Catatan dataset
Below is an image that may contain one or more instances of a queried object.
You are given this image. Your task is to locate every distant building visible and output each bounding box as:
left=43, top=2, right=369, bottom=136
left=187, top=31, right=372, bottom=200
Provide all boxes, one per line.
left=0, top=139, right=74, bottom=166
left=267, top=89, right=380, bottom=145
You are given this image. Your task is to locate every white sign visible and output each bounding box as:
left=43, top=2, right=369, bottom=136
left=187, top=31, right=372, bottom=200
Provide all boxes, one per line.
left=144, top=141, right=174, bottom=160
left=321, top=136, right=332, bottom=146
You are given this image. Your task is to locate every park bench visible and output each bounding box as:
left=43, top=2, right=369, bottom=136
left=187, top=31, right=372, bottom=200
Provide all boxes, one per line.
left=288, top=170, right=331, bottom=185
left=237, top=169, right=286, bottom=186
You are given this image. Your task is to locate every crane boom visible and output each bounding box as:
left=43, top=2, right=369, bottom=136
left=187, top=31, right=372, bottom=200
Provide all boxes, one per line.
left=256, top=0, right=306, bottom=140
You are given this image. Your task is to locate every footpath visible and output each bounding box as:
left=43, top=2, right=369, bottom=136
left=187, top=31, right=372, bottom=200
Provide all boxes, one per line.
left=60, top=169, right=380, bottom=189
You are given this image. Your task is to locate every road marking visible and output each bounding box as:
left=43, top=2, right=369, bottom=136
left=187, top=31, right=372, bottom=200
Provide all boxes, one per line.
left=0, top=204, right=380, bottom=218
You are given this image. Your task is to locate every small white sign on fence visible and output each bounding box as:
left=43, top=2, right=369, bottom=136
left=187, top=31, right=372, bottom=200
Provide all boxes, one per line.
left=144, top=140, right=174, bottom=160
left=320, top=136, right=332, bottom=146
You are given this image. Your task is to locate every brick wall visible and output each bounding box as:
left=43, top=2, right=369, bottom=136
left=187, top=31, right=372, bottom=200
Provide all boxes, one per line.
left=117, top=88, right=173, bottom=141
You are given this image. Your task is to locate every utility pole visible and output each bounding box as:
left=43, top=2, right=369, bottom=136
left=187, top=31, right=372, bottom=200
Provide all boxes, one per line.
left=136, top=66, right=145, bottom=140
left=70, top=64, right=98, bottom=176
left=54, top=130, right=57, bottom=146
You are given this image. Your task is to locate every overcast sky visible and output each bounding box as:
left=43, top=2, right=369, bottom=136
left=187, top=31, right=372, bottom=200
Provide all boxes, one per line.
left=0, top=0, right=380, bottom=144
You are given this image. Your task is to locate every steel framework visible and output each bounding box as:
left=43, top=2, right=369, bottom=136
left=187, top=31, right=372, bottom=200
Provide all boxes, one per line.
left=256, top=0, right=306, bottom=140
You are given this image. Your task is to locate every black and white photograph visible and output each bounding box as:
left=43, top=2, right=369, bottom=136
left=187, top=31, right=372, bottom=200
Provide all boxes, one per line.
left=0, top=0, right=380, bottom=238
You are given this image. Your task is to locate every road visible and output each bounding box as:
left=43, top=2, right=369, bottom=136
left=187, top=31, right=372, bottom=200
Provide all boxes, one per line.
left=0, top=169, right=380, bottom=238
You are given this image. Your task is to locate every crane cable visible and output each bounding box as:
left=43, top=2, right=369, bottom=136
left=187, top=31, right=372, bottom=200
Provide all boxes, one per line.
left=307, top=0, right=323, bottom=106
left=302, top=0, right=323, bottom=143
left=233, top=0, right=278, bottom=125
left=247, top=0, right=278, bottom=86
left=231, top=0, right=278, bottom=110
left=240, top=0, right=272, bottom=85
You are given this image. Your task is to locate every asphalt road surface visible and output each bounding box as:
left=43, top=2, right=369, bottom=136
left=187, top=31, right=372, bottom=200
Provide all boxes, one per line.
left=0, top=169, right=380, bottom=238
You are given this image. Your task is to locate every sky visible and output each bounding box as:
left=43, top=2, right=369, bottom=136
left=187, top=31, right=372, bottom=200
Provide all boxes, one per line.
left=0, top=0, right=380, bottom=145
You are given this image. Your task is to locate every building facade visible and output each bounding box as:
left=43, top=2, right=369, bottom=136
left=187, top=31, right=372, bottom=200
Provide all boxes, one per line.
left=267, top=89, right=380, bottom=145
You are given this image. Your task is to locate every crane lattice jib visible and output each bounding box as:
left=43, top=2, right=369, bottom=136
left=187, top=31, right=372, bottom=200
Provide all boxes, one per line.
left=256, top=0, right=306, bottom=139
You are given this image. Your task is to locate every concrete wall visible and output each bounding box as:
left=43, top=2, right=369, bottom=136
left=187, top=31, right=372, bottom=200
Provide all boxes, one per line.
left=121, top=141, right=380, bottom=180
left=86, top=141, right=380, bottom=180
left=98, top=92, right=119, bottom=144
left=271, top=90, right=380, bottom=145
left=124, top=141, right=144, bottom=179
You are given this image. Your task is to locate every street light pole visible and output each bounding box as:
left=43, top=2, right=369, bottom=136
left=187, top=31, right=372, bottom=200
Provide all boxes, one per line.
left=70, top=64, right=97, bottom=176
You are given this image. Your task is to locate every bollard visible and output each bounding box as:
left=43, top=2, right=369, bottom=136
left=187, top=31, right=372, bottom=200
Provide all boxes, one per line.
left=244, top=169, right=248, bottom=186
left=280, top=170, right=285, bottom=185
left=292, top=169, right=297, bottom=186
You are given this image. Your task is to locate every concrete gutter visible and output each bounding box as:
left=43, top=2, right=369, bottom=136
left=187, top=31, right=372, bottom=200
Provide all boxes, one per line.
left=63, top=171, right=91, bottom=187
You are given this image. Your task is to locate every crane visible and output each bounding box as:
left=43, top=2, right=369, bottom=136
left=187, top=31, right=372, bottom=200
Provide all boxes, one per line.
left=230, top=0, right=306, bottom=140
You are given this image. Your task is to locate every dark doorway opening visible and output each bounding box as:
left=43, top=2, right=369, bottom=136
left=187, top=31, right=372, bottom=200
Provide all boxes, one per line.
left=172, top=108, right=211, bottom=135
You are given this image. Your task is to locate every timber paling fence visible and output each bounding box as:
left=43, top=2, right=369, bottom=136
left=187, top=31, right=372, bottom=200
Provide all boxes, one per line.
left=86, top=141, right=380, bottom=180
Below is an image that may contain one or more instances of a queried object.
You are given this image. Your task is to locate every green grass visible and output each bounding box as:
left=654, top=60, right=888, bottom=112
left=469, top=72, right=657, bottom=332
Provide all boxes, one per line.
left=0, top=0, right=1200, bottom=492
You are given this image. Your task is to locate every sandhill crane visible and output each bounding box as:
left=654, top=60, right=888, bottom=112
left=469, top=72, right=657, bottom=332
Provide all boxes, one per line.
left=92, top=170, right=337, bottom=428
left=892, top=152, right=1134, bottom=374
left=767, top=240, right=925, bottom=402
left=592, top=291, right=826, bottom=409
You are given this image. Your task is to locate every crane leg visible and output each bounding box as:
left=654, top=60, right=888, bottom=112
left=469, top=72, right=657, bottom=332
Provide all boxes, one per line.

#### Instruksi Tugas:
Masukkan semua baris data di atas ke dalam tabel Markdown dengan kolom No untuk nomor urut dan kolom Baris untuk teks tiap baris. Lewati baris yang kosong.

#### Hasil Akhir:
| No | Baris |
|---|---|
| 1 | Below is an image that may contain one or more instances of a queried object. |
| 2 | You are given this image. Your task is to locate every distant building visible and output each bounding box as: |
| 3 | left=43, top=2, right=369, bottom=136 |
| 4 | left=187, top=31, right=372, bottom=200 |
| 5 | Provide all boxes, one per line. |
| 6 | left=0, top=139, right=74, bottom=166 |
| 7 | left=267, top=89, right=380, bottom=145 |
| 8 | You are given this image. Your task is to locate every white sign visible and output each bounding box as: |
| 9 | left=43, top=2, right=369, bottom=136 |
| 10 | left=187, top=31, right=372, bottom=200 |
| 11 | Provide all boxes, one per line. |
| 12 | left=144, top=141, right=174, bottom=160 |
| 13 | left=321, top=136, right=332, bottom=146 |
| 14 | You are given this image. Your task is to locate every park bench visible and output each bounding box as: |
| 15 | left=43, top=2, right=369, bottom=136 |
| 16 | left=187, top=31, right=372, bottom=200 |
| 17 | Provide all boxes, one per line. |
| 18 | left=288, top=170, right=331, bottom=185 |
| 19 | left=237, top=169, right=286, bottom=186 |
| 20 | You are given this image. Your task is to locate every crane boom visible and output each bounding box as: |
| 21 | left=43, top=2, right=369, bottom=136 |
| 22 | left=187, top=31, right=372, bottom=200 |
| 23 | Provide all boxes, one per line. |
| 24 | left=256, top=0, right=306, bottom=140 |
| 25 | You are given this image. Your task is to locate every footpath visible and output each bounding box as: |
| 26 | left=43, top=2, right=369, bottom=136 |
| 27 | left=187, top=31, right=372, bottom=200 |
| 28 | Provide all boxes, one per line. |
| 29 | left=60, top=169, right=380, bottom=189 |
| 30 | You are given this image. Your task is to locate every road marking visible and output each bounding box as: |
| 31 | left=43, top=2, right=369, bottom=136 |
| 32 | left=187, top=31, right=372, bottom=200 |
| 33 | Provide all boxes, one per line. |
| 34 | left=0, top=204, right=380, bottom=218 |
| 35 | You are given this image. Your task is to locate every small white sign on fence visible and output each bounding box as: |
| 36 | left=43, top=2, right=369, bottom=136 |
| 37 | left=187, top=31, right=372, bottom=200 |
| 38 | Provide all boxes, one per line. |
| 39 | left=144, top=140, right=174, bottom=160 |
| 40 | left=320, top=136, right=332, bottom=146 |
| 41 | You are given this image. Your task is to locate every brick wall visible and output each bounding box as: |
| 42 | left=43, top=2, right=369, bottom=136 |
| 43 | left=187, top=31, right=372, bottom=200 |
| 44 | Provide all boxes, one per line. |
| 45 | left=117, top=88, right=173, bottom=141 |
| 46 | You are given this image. Your task is to locate every utility pole visible and output each bounding box as: |
| 47 | left=43, top=2, right=369, bottom=136 |
| 48 | left=187, top=31, right=372, bottom=200 |
| 49 | Provide all boxes, one per line. |
| 50 | left=136, top=66, right=145, bottom=140 |
| 51 | left=70, top=64, right=98, bottom=176 |
| 52 | left=54, top=130, right=57, bottom=146 |
| 53 | You are given this image. Your task is to locate every overcast sky visible and output each bounding box as: |
| 54 | left=43, top=2, right=369, bottom=136 |
| 55 | left=187, top=31, right=372, bottom=200 |
| 56 | Provide all boxes, one per line. |
| 57 | left=0, top=0, right=380, bottom=144 |
| 58 | You are given this image. Your task is to locate every steel framework visible and output each bounding box as: |
| 59 | left=43, top=2, right=369, bottom=136 |
| 60 | left=187, top=31, right=372, bottom=200 |
| 61 | Provide all boxes, one per line. |
| 62 | left=256, top=0, right=306, bottom=140 |
| 63 | You are given this image. Your task is to locate every black and white photograph visible and output each bounding box as: |
| 64 | left=43, top=2, right=369, bottom=136 |
| 65 | left=187, top=31, right=372, bottom=200 |
| 66 | Provide all boxes, one per line. |
| 67 | left=0, top=0, right=380, bottom=238 |
| 68 | You are given this image. Your task is to locate every road visible and output each bounding box as: |
| 69 | left=43, top=2, right=369, bottom=136 |
| 70 | left=187, top=31, right=372, bottom=200 |
| 71 | Provide all boxes, one per line. |
| 72 | left=0, top=169, right=380, bottom=238 |
| 73 | You are given this image. Your task is to locate every crane cable visible and output each bounding box as: |
| 74 | left=43, top=2, right=369, bottom=136 |
| 75 | left=187, top=31, right=372, bottom=200 |
| 76 | Provide all boxes, one per line. |
| 77 | left=307, top=0, right=323, bottom=106 |
| 78 | left=302, top=0, right=323, bottom=143 |
| 79 | left=233, top=0, right=278, bottom=125 |
| 80 | left=247, top=0, right=278, bottom=86 |
| 81 | left=231, top=0, right=278, bottom=110 |
| 82 | left=240, top=0, right=272, bottom=85 |
| 83 | You are given this image. Your task is to locate every asphalt road surface visible and output each bounding box as: |
| 84 | left=43, top=2, right=369, bottom=136 |
| 85 | left=187, top=31, right=372, bottom=200 |
| 86 | Provide all boxes, one per line. |
| 87 | left=0, top=169, right=380, bottom=238 |
| 88 | You are given this image. Your task is to locate every sky visible and output each bounding box as: |
| 89 | left=43, top=2, right=369, bottom=136 |
| 90 | left=187, top=31, right=372, bottom=200 |
| 91 | Provide all boxes, one per line. |
| 92 | left=0, top=0, right=380, bottom=145 |
| 93 | You are given this image. Your task is to locate every building facade visible and output each bounding box as: |
| 94 | left=43, top=2, right=369, bottom=136 |
| 95 | left=187, top=31, right=372, bottom=200 |
| 96 | Provide all boxes, one per line. |
| 97 | left=267, top=89, right=380, bottom=145 |
| 98 | You are given this image. Your task is to locate every crane lattice jib visible and output each bounding box as: |
| 99 | left=43, top=2, right=369, bottom=136 |
| 100 | left=187, top=31, right=372, bottom=200 |
| 101 | Provide all boxes, one per line. |
| 102 | left=256, top=0, right=306, bottom=139 |
| 103 | You are given this image. Your task is to locate every concrete wall visible and output each bounding box as: |
| 104 | left=43, top=2, right=369, bottom=136 |
| 105 | left=187, top=31, right=372, bottom=200 |
| 106 | Provide all boxes, one per line. |
| 107 | left=121, top=141, right=380, bottom=180 |
| 108 | left=86, top=141, right=380, bottom=180 |
| 109 | left=98, top=92, right=119, bottom=144 |
| 110 | left=271, top=90, right=380, bottom=145 |
| 111 | left=124, top=141, right=144, bottom=179 |
| 112 | You are given this image. Your task is to locate every street light pole visible and output each bounding box as: |
| 113 | left=43, top=2, right=369, bottom=136 |
| 114 | left=187, top=31, right=372, bottom=200 |
| 115 | Provide all boxes, one per line. |
| 116 | left=70, top=64, right=97, bottom=176 |
| 117 | You are given this image. Your task is to locate every bollard visible and output each bounding box as: |
| 118 | left=43, top=2, right=369, bottom=136 |
| 119 | left=187, top=31, right=372, bottom=200 |
| 120 | Provide all boxes, one per line. |
| 121 | left=244, top=169, right=248, bottom=186 |
| 122 | left=280, top=170, right=285, bottom=185 |
| 123 | left=292, top=169, right=297, bottom=186 |
| 124 | You are given this image. Your task is to locate every concrete gutter visible and output each bounding box as: |
| 125 | left=43, top=2, right=369, bottom=136 |
| 126 | left=187, top=31, right=372, bottom=200 |
| 127 | Provide all boxes, one per line. |
| 128 | left=63, top=171, right=91, bottom=187 |
| 129 | You are given this image. Your task is to locate every crane visible and output each bounding box as: |
| 130 | left=43, top=2, right=369, bottom=136 |
| 131 | left=187, top=31, right=372, bottom=200 |
| 132 | Provide all boxes, one per line. |
| 133 | left=230, top=0, right=306, bottom=140 |
| 134 | You are given this image. Your task is to locate every dark doorway opening visible and output each bounding box as: |
| 135 | left=43, top=2, right=369, bottom=136 |
| 136 | left=187, top=31, right=372, bottom=200 |
| 137 | Provide all boxes, one per line. |
| 138 | left=172, top=108, right=211, bottom=135 |
| 139 | You are given this image. Your task is to locate every timber paling fence visible and output each bounding box as: |
| 140 | left=43, top=2, right=369, bottom=136 |
| 141 | left=187, top=31, right=372, bottom=200 |
| 142 | Provide all boxes, one per line. |
| 143 | left=86, top=141, right=380, bottom=180 |
| 144 | Below is an image that may contain one or more instances of a queried object. |
| 145 | You are given this image. Your task is to locate every green grass visible and output each bounding box as: |
| 146 | left=654, top=60, right=888, bottom=112 |
| 147 | left=469, top=72, right=657, bottom=332 |
| 148 | Provide all boxes, one per line. |
| 149 | left=0, top=0, right=1200, bottom=492 |
| 150 | You are given this image. Your task is to locate every sandhill crane visible and output each bounding box as: |
| 151 | left=654, top=60, right=888, bottom=112 |
| 152 | left=469, top=72, right=657, bottom=332 |
| 153 | Provide all boxes, one per line. |
| 154 | left=92, top=170, right=337, bottom=428 |
| 155 | left=892, top=152, right=1134, bottom=374 |
| 156 | left=767, top=240, right=925, bottom=402 |
| 157 | left=592, top=291, right=826, bottom=409 |
| 158 | You are given this image. Your task is to locate every crane leg visible and output each bounding box as: |
| 159 | left=654, top=60, right=888, bottom=112 |
| 160 | left=469, top=72, right=657, bottom=332 |
| 161 | Provide all boxes, one per line. |